[Document section]
--- Start ---

With a water coil, this is not too bad of a DIY add on. Get a 2nd coil put it after the cooling coil.
Set the water flow rate and air flow rate through the cooling coil so the water outlet temperature gets to pretty close to room temperature. Run this water into the 2nd added in coil as a reheat. If you want cooling and dehumidification, bypass the water around this 2nd coil.
A more universal setup would be to use a counterflow HRV core. One side gets the air flowing to the AC coil, the other side, the air out of the AC coil. If you want cooling, bypass the HRV core.
The reheat is basically what I lay out in post #9, "Scenario two," in the original article. It is more efficient than a stand-alone dehumidifier, but not nearly as good as using a heat exchanger.
Using a counterflow HRV core is exactly what I have in mind, all of the sensible heat you took out of the air gets returned and reused, so it's super-efficient.
In theory it could be used on any air conditioner, so it's more of a configuration option to an existing system than a new piece of equipment. The one thing I'm not sure about is that your system has to be able to modulate pretty low. In the scenarios I lay out removing the sensible load and just having the latent load reduces the total load to about 40%. So the compressor has to be capable of running at 40%. The less humid it is, the lower that has to be.

--- End ---

[Extracted data]
--- Start ---

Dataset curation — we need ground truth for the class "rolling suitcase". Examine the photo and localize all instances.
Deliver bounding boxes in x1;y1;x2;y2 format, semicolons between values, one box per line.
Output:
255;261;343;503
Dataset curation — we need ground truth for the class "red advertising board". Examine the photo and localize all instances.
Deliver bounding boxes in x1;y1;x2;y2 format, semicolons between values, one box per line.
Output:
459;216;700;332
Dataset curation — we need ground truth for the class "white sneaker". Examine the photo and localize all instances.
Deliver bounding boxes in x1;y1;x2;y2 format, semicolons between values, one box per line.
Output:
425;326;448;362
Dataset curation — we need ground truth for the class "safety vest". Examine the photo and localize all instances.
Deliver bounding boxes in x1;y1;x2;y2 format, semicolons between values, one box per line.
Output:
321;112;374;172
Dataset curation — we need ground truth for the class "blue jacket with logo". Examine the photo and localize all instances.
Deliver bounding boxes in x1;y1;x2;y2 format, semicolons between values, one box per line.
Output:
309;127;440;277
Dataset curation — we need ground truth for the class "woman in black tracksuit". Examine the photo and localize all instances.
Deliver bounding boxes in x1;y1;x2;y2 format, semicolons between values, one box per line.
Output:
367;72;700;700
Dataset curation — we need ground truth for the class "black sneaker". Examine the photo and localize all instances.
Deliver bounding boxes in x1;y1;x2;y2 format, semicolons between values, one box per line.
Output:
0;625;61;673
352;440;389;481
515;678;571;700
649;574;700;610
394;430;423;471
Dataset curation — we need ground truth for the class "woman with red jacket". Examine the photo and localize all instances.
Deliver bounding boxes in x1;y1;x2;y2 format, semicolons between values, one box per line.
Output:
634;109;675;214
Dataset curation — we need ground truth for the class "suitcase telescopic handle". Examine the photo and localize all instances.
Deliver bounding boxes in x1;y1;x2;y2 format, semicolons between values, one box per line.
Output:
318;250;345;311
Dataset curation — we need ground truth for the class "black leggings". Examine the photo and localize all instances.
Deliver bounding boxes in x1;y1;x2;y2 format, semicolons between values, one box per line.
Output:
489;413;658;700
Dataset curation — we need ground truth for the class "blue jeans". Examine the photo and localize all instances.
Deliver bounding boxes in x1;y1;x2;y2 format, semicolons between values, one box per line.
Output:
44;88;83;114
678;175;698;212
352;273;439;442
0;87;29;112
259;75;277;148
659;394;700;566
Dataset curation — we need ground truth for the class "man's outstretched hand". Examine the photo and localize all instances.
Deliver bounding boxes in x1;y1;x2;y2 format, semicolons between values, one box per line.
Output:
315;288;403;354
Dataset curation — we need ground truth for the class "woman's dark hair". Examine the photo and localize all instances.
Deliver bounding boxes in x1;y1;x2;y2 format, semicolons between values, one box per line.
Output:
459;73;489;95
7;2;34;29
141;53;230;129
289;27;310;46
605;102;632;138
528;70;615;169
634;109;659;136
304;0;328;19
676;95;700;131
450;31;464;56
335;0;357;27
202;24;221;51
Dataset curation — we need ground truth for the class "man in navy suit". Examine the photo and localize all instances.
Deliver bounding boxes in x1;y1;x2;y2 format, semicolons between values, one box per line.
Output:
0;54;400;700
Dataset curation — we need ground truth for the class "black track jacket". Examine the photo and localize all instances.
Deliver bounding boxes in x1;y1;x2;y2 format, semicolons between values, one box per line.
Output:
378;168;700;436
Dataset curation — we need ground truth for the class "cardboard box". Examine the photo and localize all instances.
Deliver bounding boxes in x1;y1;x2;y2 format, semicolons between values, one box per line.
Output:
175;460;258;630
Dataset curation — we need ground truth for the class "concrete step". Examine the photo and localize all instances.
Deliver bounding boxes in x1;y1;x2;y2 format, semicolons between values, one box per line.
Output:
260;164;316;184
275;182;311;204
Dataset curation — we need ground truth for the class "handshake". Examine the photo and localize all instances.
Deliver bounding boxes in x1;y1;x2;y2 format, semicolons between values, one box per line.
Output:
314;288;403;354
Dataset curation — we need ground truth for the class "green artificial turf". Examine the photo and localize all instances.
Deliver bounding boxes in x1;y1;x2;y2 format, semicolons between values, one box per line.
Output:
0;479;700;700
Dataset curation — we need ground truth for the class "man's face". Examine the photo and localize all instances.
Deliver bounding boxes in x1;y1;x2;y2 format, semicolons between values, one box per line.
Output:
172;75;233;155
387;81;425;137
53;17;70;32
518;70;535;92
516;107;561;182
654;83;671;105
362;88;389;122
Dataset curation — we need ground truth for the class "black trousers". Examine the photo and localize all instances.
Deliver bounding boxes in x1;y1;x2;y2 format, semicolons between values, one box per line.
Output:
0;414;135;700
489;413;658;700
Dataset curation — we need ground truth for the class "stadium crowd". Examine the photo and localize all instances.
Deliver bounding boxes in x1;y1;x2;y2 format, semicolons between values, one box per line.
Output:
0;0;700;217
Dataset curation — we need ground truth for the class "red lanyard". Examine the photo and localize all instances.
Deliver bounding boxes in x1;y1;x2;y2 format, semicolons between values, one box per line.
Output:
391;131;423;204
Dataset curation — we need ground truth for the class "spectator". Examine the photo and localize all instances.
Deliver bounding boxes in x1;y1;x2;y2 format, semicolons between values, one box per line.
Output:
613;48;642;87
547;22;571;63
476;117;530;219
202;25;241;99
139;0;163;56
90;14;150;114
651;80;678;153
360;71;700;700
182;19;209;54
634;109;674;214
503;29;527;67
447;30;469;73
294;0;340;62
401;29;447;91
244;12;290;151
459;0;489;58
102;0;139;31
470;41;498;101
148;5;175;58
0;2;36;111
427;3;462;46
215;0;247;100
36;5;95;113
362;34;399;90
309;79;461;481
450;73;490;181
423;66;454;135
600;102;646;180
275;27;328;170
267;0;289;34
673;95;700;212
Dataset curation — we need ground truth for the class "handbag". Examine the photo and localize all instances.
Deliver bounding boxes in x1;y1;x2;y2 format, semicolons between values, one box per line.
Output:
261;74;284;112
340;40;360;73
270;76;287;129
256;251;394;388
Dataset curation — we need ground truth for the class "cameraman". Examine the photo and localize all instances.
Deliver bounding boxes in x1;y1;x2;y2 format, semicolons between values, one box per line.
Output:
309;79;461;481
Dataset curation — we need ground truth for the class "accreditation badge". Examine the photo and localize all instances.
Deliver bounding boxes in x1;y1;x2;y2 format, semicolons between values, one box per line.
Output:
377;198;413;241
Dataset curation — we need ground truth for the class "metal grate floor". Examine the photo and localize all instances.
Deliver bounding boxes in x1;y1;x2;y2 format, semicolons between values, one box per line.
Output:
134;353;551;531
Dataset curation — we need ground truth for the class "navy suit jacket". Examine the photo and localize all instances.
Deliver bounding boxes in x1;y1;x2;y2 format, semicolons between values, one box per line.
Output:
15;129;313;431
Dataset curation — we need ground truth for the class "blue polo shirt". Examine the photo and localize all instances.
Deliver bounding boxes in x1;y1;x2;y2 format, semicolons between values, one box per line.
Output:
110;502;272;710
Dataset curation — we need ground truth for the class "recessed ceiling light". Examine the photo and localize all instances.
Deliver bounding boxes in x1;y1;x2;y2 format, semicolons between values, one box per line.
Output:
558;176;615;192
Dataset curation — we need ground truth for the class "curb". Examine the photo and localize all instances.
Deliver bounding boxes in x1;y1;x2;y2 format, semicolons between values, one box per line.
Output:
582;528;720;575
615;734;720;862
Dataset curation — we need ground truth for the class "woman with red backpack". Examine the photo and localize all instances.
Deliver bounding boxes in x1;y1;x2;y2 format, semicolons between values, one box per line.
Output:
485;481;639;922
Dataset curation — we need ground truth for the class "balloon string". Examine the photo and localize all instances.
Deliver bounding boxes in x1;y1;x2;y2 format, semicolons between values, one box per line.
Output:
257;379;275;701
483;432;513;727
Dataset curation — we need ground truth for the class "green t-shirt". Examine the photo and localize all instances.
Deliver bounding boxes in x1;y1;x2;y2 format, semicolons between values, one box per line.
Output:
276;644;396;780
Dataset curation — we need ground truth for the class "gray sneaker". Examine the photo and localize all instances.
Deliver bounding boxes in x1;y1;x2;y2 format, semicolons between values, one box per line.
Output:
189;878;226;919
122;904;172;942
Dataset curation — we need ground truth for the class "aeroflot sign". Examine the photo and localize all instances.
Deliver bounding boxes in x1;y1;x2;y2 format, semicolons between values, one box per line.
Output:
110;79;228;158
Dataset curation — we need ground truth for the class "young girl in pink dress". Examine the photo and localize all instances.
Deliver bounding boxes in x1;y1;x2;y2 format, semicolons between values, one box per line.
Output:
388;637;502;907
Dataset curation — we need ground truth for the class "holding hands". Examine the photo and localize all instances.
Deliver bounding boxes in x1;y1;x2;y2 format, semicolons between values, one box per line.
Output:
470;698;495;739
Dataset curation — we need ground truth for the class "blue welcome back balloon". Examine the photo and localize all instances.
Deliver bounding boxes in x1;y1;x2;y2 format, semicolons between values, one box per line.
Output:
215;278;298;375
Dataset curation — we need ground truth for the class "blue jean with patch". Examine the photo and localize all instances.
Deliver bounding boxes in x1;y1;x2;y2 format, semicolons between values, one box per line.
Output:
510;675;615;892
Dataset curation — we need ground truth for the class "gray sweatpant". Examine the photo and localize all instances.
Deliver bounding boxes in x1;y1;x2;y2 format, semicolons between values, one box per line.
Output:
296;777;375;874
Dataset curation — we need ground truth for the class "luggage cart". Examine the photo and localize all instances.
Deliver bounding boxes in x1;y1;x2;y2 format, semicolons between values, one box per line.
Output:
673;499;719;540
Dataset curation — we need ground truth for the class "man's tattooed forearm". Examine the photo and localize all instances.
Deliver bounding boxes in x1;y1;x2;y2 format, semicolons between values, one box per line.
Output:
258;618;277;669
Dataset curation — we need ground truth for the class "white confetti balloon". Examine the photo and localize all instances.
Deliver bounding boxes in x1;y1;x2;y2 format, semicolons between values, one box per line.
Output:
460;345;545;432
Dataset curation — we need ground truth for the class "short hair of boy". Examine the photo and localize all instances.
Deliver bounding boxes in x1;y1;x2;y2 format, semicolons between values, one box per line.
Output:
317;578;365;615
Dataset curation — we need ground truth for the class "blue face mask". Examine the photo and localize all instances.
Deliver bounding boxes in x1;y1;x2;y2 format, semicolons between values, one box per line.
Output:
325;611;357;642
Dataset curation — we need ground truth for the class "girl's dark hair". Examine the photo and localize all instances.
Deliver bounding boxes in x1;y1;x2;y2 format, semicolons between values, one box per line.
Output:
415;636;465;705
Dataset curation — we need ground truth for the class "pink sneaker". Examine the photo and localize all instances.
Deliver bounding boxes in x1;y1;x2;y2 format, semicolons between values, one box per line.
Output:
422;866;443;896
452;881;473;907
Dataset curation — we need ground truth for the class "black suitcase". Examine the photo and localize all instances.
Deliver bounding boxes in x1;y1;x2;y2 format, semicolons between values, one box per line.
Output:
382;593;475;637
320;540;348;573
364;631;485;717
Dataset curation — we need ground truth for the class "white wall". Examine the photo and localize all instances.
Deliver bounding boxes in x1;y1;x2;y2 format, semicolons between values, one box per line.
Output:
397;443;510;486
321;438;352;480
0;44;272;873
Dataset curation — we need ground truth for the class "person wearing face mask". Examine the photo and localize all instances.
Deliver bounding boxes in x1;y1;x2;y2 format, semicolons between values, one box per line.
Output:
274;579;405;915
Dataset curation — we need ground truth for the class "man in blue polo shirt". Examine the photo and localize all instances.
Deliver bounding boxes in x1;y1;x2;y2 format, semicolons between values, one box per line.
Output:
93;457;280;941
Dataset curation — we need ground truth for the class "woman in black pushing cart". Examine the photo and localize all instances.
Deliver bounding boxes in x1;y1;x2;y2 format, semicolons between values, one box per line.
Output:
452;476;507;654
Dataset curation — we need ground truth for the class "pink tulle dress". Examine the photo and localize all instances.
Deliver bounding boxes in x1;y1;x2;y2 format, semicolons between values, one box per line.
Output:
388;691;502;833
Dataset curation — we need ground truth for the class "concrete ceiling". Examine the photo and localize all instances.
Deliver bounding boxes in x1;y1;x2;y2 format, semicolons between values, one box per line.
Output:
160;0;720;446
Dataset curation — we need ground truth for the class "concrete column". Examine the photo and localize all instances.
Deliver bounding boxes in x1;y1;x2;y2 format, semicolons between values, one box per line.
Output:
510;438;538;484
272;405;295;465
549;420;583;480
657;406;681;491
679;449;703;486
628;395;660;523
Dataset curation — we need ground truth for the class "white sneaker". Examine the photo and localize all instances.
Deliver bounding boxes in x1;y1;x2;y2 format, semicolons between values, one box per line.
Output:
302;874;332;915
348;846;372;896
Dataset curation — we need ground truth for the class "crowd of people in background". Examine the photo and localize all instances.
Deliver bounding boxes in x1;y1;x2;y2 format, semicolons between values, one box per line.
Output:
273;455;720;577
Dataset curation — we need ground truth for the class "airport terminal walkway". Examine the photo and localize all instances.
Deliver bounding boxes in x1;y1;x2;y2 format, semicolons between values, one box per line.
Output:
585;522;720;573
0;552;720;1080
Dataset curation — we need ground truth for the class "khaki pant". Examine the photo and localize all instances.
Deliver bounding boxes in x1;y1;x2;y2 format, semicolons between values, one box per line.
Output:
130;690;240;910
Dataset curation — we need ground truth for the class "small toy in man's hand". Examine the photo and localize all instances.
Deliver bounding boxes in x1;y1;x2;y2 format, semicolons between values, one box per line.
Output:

--- End ---

[What is required] Repeat word for word the stretch of the dehumidification discussion from "The reheat is" through "a heat exchanger.".

[Output for this task]
The reheat is basically what I lay out in post #9, "Scenario two," in the original article. It is more efficient than a stand-alone dehumidifier, but not nearly as good as using a heat exchanger.